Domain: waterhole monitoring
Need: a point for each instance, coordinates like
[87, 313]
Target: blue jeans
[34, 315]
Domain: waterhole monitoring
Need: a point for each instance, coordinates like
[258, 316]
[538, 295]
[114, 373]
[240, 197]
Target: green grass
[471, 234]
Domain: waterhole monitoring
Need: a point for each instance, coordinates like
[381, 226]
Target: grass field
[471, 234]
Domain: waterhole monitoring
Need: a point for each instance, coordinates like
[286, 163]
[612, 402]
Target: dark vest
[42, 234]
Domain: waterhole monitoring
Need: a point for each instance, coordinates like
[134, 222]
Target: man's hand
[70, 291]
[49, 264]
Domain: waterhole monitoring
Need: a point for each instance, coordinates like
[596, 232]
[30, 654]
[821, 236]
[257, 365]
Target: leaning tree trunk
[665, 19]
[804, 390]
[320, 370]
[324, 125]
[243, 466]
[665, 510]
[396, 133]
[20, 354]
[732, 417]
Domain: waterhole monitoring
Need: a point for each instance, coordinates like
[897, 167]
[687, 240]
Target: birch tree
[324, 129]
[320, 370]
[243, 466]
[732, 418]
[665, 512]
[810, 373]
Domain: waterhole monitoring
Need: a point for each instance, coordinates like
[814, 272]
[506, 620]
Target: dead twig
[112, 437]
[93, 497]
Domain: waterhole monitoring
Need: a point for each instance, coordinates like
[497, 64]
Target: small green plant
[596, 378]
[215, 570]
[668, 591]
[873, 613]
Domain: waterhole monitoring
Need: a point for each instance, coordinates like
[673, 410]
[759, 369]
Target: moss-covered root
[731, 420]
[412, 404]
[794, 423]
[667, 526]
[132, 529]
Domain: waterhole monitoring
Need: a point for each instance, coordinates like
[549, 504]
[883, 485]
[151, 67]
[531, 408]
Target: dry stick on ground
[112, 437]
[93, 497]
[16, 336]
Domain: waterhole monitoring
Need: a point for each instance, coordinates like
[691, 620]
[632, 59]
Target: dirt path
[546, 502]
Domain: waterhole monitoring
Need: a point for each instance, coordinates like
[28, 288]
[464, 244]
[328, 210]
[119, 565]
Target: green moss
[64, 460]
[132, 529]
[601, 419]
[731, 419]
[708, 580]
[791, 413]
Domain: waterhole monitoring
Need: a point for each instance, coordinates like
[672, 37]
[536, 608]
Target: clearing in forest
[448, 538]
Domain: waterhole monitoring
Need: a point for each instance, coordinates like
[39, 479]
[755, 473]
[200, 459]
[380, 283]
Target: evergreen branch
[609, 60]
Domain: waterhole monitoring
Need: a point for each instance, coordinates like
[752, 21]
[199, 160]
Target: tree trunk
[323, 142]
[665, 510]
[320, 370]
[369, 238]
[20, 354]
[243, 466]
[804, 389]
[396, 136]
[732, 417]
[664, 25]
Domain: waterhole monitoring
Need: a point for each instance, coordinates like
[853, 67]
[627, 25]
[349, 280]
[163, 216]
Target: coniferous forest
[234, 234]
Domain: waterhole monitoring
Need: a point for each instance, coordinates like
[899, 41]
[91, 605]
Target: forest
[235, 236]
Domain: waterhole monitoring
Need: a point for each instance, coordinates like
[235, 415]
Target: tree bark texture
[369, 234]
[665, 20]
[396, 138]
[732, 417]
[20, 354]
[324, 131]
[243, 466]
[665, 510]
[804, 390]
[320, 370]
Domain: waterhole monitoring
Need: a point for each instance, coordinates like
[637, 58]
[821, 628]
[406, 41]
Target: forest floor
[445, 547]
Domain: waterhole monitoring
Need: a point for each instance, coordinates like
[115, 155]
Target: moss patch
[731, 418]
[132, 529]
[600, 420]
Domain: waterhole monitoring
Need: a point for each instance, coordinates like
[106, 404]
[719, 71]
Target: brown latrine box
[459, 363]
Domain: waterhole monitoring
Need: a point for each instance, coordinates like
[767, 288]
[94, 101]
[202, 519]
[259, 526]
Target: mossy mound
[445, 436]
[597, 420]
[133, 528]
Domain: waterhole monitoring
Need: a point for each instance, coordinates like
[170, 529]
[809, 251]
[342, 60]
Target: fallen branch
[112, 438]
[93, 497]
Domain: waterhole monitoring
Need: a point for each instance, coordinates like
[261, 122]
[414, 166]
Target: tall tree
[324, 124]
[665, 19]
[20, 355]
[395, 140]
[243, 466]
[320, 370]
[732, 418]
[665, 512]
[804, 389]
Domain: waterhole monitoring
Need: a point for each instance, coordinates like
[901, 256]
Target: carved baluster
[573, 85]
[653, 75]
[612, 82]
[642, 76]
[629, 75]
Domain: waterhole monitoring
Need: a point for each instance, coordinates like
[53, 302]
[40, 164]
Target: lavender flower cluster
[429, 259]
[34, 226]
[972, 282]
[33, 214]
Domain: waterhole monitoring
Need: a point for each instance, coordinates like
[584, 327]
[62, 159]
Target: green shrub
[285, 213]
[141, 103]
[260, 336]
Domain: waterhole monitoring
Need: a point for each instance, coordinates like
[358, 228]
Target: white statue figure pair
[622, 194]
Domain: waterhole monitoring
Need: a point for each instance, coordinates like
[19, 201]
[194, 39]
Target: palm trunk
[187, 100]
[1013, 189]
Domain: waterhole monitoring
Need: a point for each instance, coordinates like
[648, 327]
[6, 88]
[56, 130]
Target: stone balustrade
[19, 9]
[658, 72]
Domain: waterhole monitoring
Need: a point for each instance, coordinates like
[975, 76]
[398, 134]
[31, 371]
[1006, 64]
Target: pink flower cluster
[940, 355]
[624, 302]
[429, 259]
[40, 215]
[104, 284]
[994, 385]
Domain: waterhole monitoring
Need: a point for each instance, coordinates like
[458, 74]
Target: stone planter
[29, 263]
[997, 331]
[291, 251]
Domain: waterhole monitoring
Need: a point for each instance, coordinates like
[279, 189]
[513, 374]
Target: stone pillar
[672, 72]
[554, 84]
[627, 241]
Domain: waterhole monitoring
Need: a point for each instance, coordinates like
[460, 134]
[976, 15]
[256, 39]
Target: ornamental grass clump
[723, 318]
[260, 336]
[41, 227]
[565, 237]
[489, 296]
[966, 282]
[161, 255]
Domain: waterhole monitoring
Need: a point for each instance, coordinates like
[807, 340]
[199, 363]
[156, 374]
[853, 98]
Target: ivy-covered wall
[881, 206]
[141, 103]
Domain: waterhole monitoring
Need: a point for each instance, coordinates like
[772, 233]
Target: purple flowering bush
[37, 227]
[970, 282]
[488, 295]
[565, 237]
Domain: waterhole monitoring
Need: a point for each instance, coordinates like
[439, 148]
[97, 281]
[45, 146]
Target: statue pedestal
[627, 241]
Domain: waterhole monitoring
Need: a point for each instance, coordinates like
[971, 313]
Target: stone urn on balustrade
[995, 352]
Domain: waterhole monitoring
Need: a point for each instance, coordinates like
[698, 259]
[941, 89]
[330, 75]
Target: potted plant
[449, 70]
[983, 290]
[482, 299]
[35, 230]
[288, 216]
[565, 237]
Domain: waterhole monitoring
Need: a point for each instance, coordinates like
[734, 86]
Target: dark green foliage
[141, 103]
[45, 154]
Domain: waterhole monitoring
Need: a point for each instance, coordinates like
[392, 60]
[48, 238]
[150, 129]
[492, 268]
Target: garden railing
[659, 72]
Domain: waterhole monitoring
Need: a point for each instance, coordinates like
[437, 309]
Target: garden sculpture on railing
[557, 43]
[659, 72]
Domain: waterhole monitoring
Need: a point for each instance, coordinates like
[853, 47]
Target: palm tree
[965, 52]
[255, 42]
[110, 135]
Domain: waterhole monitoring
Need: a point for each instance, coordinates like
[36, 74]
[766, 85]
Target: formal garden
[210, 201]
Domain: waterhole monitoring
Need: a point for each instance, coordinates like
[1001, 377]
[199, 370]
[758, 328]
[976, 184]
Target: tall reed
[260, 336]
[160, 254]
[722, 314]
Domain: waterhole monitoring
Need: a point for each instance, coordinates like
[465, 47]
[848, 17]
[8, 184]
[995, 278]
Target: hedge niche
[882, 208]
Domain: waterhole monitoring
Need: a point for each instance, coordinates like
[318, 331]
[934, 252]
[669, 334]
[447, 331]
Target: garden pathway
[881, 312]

________________________

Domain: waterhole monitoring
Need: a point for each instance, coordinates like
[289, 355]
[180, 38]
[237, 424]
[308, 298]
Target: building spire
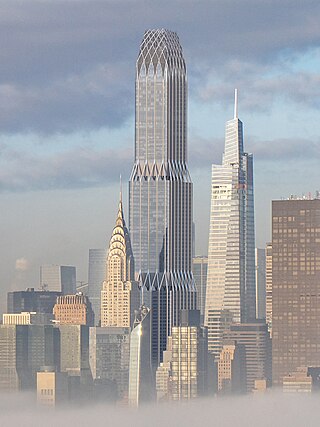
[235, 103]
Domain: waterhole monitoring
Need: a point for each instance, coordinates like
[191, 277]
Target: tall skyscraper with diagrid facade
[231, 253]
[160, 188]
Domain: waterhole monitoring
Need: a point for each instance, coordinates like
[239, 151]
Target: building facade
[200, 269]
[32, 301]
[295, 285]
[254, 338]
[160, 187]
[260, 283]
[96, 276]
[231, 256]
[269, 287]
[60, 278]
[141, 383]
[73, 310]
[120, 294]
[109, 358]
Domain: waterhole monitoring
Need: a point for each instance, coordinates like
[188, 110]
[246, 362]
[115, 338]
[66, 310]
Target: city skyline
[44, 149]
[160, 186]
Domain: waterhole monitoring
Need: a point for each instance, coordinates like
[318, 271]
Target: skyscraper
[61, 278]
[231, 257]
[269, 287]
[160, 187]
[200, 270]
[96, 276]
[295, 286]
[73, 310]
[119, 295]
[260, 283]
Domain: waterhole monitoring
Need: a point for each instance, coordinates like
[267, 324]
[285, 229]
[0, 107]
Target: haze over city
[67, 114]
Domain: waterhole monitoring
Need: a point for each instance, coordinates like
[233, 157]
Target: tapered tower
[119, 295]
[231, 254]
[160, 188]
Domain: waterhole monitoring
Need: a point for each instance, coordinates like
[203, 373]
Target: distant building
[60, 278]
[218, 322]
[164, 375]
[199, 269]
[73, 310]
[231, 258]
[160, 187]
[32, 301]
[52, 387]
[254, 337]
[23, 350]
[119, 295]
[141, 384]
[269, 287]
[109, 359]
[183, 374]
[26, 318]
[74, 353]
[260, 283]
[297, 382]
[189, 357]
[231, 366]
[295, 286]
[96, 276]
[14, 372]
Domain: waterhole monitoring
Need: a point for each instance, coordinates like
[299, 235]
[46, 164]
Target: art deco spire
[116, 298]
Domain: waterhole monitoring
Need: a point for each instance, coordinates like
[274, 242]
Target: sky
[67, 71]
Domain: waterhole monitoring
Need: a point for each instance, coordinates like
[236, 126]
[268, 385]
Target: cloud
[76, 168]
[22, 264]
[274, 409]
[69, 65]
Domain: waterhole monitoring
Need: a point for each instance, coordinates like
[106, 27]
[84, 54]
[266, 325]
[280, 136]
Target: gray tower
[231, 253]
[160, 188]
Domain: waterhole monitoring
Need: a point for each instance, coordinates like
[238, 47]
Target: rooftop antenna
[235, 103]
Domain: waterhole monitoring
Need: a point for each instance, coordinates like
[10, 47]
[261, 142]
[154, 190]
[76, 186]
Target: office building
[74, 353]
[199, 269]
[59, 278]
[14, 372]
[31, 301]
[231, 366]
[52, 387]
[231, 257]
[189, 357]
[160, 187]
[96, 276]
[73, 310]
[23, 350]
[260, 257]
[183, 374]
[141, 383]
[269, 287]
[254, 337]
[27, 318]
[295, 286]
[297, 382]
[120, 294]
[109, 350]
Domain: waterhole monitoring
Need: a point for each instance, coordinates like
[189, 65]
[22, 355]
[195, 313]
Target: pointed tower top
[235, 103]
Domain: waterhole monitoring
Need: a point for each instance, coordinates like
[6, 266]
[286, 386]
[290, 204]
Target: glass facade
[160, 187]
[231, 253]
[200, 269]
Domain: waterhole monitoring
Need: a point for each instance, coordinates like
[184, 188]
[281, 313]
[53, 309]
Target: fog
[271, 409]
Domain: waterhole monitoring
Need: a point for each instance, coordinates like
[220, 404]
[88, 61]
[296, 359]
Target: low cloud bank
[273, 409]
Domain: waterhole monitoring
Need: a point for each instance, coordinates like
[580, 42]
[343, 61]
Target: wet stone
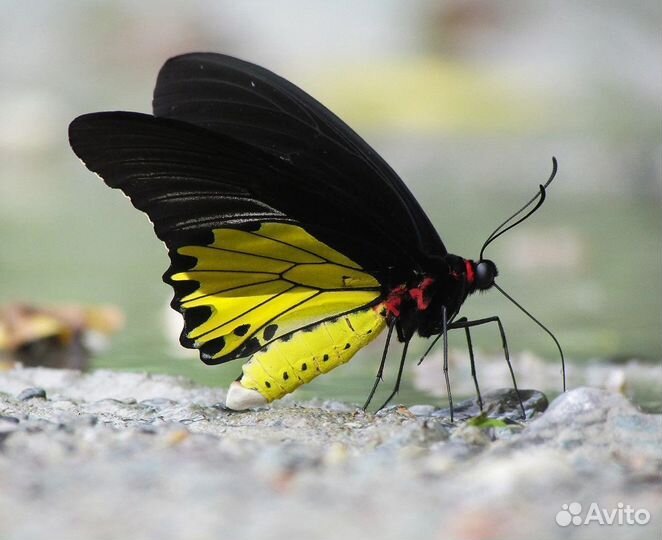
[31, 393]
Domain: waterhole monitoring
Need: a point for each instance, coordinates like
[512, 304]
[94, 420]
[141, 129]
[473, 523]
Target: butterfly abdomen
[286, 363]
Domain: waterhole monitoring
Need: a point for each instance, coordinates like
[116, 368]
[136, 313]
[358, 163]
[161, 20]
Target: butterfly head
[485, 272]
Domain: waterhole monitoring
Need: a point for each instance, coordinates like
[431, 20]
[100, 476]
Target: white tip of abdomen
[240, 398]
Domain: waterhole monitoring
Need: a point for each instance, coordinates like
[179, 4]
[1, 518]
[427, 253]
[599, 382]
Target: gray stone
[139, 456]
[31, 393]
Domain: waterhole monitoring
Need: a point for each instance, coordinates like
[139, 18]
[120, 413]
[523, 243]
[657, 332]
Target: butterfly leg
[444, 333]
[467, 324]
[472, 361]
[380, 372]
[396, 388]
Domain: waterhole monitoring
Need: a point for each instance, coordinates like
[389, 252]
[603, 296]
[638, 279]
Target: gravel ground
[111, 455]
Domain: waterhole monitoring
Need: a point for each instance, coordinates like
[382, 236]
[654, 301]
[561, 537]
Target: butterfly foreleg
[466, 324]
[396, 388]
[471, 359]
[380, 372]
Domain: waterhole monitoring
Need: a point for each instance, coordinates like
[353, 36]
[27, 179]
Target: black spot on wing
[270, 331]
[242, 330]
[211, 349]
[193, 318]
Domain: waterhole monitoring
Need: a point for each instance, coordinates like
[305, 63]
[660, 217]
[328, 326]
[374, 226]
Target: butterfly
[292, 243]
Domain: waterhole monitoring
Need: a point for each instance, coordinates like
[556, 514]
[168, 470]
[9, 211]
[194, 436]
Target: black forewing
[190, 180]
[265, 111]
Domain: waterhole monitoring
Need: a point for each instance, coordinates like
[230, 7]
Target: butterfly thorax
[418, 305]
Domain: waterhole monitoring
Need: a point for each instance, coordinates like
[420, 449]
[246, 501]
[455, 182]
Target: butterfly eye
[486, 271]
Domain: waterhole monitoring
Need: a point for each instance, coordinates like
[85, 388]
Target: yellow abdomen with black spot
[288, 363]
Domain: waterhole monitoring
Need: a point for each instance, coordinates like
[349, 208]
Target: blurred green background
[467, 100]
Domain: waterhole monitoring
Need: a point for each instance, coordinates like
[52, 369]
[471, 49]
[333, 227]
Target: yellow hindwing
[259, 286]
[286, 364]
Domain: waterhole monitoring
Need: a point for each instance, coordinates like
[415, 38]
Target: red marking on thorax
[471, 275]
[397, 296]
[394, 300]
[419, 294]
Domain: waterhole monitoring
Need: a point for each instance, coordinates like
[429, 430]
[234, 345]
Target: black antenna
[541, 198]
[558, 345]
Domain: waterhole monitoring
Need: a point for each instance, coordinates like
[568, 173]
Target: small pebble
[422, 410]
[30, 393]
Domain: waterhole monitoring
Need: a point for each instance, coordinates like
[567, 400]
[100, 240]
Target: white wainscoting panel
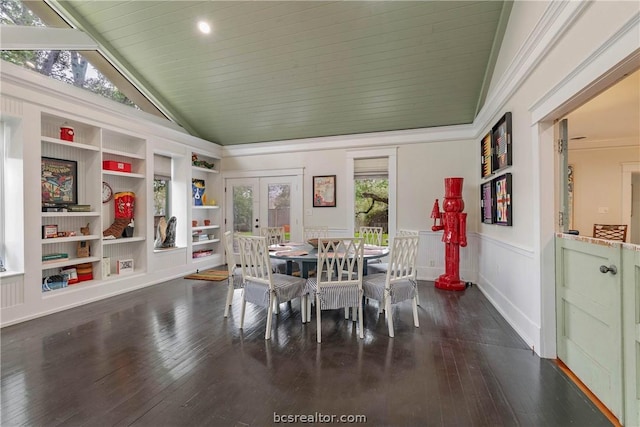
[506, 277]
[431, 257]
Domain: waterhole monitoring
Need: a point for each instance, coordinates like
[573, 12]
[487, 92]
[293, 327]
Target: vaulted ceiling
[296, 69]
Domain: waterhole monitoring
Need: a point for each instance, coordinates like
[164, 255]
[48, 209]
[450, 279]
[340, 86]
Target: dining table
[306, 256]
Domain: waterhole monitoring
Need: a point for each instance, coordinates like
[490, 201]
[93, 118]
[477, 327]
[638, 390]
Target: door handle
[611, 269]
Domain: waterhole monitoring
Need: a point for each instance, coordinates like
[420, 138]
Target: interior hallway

________________________

▸ **WHAT THE TASK REQUIRES**: List every line of the records above that contains the word "stone". Case counts.

▸ **EXERCISE SOLUTION**:
Target: stone balustrade
Target: stone planter
Target: stone pillar
Target: stone urn on balustrade
Target: wet stone
Target: gray stone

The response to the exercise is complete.